> Exercise details
Report each line in the listing below that contains the word "white", and copy every such line in full.

> Task data
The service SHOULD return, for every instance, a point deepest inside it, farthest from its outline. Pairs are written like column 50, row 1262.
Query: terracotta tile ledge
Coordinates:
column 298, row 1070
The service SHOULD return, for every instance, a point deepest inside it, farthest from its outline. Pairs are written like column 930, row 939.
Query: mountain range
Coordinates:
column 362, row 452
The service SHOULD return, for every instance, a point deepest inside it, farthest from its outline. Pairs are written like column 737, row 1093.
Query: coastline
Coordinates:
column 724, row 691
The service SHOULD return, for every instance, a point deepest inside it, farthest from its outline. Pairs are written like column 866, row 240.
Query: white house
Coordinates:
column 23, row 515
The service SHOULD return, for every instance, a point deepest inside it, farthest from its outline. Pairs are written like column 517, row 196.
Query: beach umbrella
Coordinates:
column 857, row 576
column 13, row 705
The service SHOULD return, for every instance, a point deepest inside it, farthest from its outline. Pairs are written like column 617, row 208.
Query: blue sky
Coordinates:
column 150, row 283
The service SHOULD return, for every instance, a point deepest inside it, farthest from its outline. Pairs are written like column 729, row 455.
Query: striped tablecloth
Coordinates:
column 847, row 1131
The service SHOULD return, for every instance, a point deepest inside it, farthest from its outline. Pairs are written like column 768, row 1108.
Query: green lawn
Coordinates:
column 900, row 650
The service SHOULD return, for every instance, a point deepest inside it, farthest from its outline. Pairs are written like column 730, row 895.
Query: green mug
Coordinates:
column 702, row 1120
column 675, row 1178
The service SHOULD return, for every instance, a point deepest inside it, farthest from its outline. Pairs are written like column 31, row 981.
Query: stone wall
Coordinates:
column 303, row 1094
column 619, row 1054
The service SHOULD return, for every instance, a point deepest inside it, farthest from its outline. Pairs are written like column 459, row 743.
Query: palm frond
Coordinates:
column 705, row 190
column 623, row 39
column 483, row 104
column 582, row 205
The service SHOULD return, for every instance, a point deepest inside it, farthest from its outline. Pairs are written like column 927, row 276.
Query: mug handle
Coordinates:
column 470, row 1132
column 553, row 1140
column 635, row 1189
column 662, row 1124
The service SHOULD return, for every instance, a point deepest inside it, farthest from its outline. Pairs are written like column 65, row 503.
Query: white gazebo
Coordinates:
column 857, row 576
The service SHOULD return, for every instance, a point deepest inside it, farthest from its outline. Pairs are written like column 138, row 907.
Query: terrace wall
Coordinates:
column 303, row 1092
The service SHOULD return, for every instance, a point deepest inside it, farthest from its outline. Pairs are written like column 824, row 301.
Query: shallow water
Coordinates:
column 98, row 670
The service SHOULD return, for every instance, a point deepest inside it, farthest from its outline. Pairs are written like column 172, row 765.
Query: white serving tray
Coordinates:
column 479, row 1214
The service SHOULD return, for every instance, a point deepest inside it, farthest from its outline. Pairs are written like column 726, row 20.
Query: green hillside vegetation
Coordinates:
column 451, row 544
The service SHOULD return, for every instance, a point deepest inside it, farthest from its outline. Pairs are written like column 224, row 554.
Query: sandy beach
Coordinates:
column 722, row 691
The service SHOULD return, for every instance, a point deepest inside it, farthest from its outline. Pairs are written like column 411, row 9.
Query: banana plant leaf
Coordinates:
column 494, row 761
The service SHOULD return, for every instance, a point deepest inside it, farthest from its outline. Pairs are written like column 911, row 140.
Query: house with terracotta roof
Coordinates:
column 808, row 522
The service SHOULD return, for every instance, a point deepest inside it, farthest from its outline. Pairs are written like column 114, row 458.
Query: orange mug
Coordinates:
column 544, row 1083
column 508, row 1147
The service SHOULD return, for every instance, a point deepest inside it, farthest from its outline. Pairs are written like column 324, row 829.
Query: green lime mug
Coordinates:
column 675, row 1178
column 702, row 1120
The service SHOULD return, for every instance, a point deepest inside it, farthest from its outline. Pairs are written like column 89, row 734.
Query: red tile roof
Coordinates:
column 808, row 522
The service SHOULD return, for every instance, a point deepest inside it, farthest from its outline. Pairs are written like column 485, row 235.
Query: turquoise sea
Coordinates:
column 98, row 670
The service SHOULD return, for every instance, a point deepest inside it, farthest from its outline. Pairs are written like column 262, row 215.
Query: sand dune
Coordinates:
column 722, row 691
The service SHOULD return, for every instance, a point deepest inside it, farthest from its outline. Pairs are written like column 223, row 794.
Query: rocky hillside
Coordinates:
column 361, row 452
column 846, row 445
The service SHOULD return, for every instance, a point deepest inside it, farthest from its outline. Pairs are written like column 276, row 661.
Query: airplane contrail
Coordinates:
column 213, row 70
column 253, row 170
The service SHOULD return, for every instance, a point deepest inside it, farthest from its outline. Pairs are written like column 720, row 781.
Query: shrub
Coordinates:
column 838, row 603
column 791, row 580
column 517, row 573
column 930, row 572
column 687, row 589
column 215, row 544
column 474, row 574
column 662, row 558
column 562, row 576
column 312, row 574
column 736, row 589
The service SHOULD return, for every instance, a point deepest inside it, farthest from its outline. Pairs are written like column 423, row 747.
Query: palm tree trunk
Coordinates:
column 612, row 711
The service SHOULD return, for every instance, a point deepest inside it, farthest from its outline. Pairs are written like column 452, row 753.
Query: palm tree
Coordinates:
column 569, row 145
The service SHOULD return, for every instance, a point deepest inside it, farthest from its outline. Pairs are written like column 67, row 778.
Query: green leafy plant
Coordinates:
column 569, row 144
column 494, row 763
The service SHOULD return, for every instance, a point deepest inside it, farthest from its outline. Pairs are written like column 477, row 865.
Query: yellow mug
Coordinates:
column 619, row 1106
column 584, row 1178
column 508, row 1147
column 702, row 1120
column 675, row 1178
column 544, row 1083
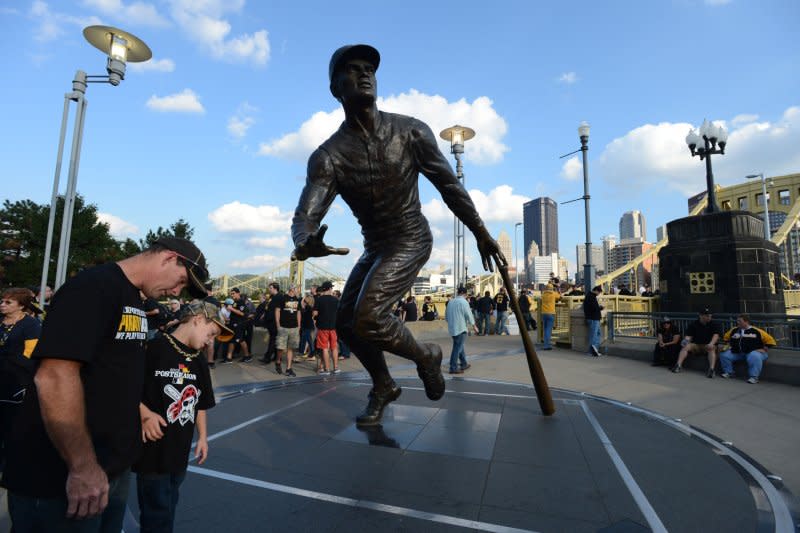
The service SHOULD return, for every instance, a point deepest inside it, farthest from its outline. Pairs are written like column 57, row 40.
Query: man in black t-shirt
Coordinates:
column 77, row 436
column 288, row 317
column 325, row 306
column 213, row 301
column 701, row 339
column 265, row 314
column 238, row 323
column 485, row 306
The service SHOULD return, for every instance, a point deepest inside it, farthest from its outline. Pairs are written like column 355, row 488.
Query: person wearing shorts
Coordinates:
column 325, row 312
column 287, row 316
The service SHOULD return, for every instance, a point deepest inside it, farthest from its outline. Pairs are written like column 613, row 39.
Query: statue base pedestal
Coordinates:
column 720, row 261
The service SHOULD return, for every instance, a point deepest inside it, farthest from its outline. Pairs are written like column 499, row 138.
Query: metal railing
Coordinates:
column 785, row 329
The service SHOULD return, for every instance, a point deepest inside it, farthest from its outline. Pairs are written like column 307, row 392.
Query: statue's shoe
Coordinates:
column 429, row 370
column 378, row 400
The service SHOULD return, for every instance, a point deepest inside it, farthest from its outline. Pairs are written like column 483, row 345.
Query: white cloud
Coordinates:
column 153, row 65
column 486, row 148
column 203, row 22
column 500, row 205
column 259, row 261
column 745, row 118
column 238, row 217
column 119, row 229
column 568, row 78
column 572, row 169
column 268, row 242
column 657, row 155
column 134, row 13
column 238, row 126
column 50, row 23
column 186, row 101
column 242, row 120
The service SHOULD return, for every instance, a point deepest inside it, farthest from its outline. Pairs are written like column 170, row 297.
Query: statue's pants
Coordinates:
column 381, row 277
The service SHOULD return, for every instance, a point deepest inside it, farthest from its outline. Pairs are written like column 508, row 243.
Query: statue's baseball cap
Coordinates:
column 193, row 259
column 352, row 51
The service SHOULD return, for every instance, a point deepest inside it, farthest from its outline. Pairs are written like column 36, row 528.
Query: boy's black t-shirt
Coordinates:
column 326, row 305
column 96, row 319
column 16, row 370
column 288, row 306
column 307, row 319
column 175, row 388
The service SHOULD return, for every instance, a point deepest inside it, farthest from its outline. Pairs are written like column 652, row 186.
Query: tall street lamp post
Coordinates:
column 457, row 135
column 516, row 253
column 765, row 198
column 709, row 140
column 121, row 48
column 588, row 267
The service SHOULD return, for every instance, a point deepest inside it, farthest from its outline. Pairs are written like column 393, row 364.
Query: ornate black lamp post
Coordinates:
column 710, row 140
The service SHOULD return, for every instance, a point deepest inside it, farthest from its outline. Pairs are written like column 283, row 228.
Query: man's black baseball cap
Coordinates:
column 352, row 51
column 195, row 262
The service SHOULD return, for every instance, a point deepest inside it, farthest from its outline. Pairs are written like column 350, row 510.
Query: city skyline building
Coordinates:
column 504, row 242
column 632, row 225
column 540, row 225
column 625, row 252
column 598, row 260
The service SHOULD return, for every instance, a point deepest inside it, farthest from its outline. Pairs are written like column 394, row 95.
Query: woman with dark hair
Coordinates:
column 18, row 336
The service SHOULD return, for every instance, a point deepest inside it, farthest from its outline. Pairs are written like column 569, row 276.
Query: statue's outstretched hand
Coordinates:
column 315, row 247
column 490, row 251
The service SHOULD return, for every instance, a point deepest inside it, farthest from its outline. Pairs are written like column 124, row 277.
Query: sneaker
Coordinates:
column 377, row 402
column 430, row 372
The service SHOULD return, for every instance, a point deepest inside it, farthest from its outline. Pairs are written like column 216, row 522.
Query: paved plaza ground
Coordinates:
column 630, row 448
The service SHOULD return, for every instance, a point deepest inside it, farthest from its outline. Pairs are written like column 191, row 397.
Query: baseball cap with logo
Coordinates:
column 211, row 312
column 193, row 259
column 348, row 52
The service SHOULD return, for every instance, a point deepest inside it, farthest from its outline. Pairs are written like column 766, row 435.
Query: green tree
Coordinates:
column 180, row 229
column 23, row 233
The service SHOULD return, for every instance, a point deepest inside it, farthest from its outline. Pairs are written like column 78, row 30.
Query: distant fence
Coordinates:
column 785, row 329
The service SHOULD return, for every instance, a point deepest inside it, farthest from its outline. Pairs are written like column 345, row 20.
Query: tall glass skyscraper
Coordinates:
column 540, row 221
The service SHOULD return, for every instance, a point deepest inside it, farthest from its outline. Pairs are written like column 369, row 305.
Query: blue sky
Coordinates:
column 217, row 127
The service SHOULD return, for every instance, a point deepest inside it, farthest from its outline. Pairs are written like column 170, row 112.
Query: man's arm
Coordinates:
column 315, row 200
column 61, row 400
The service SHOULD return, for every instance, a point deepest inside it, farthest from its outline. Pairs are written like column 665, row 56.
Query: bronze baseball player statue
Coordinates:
column 373, row 161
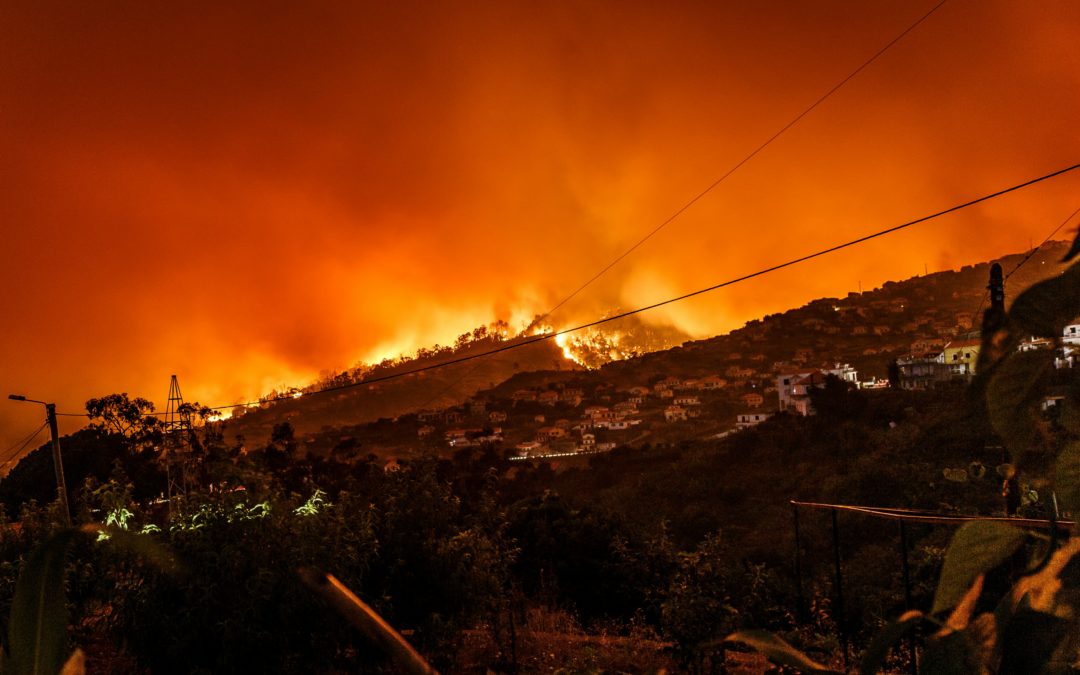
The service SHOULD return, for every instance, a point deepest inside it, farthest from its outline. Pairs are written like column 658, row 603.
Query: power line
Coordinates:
column 1030, row 254
column 9, row 456
column 1036, row 250
column 746, row 159
column 548, row 336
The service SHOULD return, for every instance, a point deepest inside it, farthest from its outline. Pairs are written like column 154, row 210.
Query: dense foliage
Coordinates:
column 485, row 563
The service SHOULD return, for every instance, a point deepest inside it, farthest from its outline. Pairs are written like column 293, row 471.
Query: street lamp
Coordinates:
column 57, row 462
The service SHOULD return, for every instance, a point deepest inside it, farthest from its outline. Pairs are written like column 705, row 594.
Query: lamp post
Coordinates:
column 57, row 462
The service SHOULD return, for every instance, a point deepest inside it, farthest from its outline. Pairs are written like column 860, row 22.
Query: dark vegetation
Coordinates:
column 642, row 558
column 473, row 555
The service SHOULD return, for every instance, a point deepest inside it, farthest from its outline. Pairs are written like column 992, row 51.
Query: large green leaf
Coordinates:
column 874, row 658
column 1013, row 394
column 976, row 548
column 38, row 630
column 778, row 650
column 1044, row 309
column 1067, row 477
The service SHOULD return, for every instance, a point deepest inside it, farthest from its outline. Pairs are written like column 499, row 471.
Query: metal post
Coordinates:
column 57, row 462
column 840, row 621
column 913, row 655
column 800, row 608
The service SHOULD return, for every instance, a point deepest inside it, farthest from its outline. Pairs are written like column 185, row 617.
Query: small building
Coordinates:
column 753, row 400
column 960, row 356
column 675, row 414
column 712, row 382
column 548, row 397
column 745, row 420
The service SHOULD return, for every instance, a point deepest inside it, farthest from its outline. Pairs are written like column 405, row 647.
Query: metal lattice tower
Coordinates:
column 175, row 447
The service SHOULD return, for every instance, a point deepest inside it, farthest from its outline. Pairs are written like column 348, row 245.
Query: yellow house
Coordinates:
column 960, row 356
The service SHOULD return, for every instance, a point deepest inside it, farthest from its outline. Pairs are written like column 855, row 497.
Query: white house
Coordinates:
column 745, row 420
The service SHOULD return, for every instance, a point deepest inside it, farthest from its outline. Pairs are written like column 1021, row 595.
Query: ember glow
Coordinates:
column 248, row 193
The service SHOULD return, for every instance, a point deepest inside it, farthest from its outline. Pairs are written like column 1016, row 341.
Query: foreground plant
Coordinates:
column 1034, row 626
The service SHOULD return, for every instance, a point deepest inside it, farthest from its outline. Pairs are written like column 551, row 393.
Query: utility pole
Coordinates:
column 57, row 461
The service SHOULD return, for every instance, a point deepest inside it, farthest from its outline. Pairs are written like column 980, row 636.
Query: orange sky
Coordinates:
column 247, row 193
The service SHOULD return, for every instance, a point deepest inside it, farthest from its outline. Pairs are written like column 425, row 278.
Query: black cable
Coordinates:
column 548, row 336
column 1036, row 250
column 745, row 159
column 9, row 456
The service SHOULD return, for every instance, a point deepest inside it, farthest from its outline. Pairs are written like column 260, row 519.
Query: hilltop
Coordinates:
column 865, row 329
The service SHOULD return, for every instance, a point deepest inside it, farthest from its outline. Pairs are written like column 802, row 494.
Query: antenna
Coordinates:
column 175, row 447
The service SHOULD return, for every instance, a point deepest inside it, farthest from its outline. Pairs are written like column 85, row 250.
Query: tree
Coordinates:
column 119, row 414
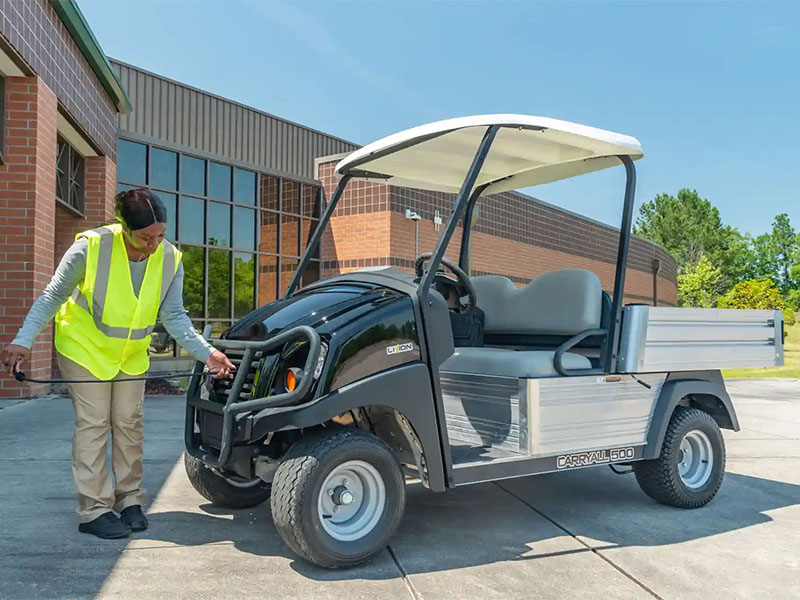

> Answer for the task
Query: white house
Query: white gazebo
Query: white serving tray
Query: white cloud
Query: white house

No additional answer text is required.